Não há como negar. A relação com a casa e o modo de se pensar as construções foram fortemente abalados pelo momento pandêmico que vivemos. Assim como outras tendências, como a do home office, pode-se dizer que o olhar mais atento e a busca por novas soluções para as moradias, especialmente, foram aceleradas depois que fomos obrigados a passar mais tempo dentro de casa. E, por óbvio, isso aconteceu com ainda mais força para os profissionais que têm nelas seu objeto de trabalho, pesquisa e paixão: os arquitetos.
Além das questões ambientais e do uso de recursos locais, amplamente defendido pelos profissionais que estão entre os nomes mais influentes em exercício na arquitetura atual, alguns dos palestrantes do UIA2021RIO (Congresso Mundial de Arquitetos, encerrado na última quinta-feira (22), em especial os latino-americanos, também destacaram a importância de se repensar a prática a partir de pilares como a autoralidade, o reuso e como as questões sociais e até políticas interferem na relação que as pessoas têm com suas casas.
Este último ponto foi levantado pela arquiteta mexicana Tatiana Bilbao. Já tendo o desenho sustentável e a habitação social como marcas de seu trabalho, ela convocou os congressistas a pensarem como a definição dos espaços das construções domésticas estão fundamentadas em conceitos que não só reforçam a cultura "heteropatriarcal", como também generalizam hábitos e estilos de moradias.
Para ilustrar tal pensamento, a arquiteta citou o exemplo das casas maia, nas quais a cama não existe. No entanto, ela acrescentou, se não houver um quarto de 2x2 m, essas habitações não são consideradas casas.
Arquiteta Tatiana Bilbao contesta a generalização da formatação do conceito de morar
Arquiteta Tatiana Bilbao contesta a generalização da formatação do conceito de morar
"De acordo com a lei mexicana, a casa maia não existe. Ou seja, elas não contam dentro do senso ou pior, não podem contar com subsídios governamentais. A casa maia foi banida [legalmente] como maneira de viver", denuncia.

============================================================

▶ **As tarefas**:
(1) Você pode transcrever fielmente o trecho do texto sobre arquitetura que começa em "Além das questões" e segue até "com suas casas."?
(2) Você poderia dar sequência ao texto sobre arquitetura, escrevendo a parte que vem logo depois da última frase apresentada?
Esses dados não têm nenhuma relação com o texto sobre arquitetura.

(Registros de uma fonte de dados)
============================================================

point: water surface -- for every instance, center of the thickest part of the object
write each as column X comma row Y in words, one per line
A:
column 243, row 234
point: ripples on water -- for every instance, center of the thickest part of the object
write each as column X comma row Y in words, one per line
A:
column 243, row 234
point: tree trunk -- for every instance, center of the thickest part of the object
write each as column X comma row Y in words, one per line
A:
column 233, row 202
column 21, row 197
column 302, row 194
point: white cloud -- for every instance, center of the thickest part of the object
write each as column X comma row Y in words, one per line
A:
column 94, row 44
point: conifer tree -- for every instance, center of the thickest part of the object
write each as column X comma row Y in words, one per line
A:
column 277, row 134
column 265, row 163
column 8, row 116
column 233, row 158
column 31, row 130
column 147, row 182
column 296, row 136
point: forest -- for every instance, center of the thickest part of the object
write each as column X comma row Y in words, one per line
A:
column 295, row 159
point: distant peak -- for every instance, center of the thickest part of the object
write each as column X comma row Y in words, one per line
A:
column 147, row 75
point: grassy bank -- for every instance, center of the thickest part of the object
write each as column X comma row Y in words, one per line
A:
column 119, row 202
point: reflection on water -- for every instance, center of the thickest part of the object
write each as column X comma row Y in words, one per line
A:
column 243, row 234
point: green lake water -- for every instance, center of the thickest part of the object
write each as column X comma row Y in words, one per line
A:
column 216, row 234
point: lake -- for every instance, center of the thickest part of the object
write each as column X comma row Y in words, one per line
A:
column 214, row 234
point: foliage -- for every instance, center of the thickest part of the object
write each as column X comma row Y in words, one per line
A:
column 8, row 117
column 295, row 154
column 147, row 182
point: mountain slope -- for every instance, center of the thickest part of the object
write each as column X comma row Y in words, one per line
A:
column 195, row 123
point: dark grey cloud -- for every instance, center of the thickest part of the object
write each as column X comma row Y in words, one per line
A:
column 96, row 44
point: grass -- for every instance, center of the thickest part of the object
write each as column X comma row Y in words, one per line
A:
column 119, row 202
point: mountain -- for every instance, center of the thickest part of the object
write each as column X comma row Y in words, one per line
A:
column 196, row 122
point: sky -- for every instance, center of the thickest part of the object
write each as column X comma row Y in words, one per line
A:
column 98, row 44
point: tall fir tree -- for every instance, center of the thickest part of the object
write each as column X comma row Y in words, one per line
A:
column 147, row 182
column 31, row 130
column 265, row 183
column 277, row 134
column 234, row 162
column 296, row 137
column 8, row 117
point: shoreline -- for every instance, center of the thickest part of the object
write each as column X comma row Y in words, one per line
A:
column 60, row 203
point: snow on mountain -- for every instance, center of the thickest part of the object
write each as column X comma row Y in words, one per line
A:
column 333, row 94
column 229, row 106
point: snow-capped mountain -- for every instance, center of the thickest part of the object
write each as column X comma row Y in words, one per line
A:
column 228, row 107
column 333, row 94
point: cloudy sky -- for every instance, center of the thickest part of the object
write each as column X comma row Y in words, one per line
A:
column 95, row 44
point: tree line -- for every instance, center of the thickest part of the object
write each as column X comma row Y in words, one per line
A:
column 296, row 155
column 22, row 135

============================================================

▶ **Lista de respostas**:
(1)
Além das questões ambientais e do uso de recursos locais, amplamente defendido pelos profissionais que estão entre os nomes mais influentes em exercício na arquitetura atual, alguns dos palestrantes do UIA2021RIO (Congresso Mundial de Arquitetos, encerrado na última quinta-feira (22), em especial os latino-americanos, também destacaram a importância de se repensar a prática a partir de pilares como a autoralidade, o reuso e como as questões sociais e até políticas interferem na relação que as pessoas têm com suas casas.

(2)
E ela vai além e extrapola tal conceito para casas de todas as partes do globo, mas desta vez tendo a atividade laboral como referência. "As casas são vistas como um espaço do retiro do trabalho. Um lugar onde não haveria envolvimento do trabalho, como se o trabalho doméstico ou de cuidados não fosse trabalho. A habitação é um direito humano, mas que está sujeita a regras, que muitas vezes não são acessíveis a todos. [Precisamos] de uma produção que crie espaços que não só contestam a família heteropatriarcal, mas que contestam rótulos, construam e mantenham relações sociais que vão além dessas regras básicas", defende a arquiteta mexicana.

"Arquitetura feita por pessoas"

O arquiteto brasileiro Angelo Bucci, que encabeça o escritório SPBR, é professor na FAU-USP e membro honorário do Instituto de Arquitetos Americanos, lançou o desafio de se pensar mais profundamente a questão de autoria. “Qual a escala compatível com a ideia de autoria?”, pergunta.
“Acho que precisamos resgatar e defender a ideia de autoria como coisa que não é imprimir uma marca, como uma grife, mas lembrar que a arquitetura é feita por pessoas. Autoria que aproxima o trabalho da humanidade”. Bucci trouxe três projetos diferentes como pretexto para abordar o assunto.
Casa de fim de semana, construída em 2014, com projeto do SPBR, que elevou a piscina para que a área recebesse sol o dia todo, uma vez que o terreno fica entre dois edifícios altos do centro de São Paulo.
Casa de fim de semana, construída em 2014, com projeto do SPBR, que elevou a piscina para que a área recebesse sol o dia todo, uma vez que o terreno fica entre dois edifícios altos do centro de São Paulo.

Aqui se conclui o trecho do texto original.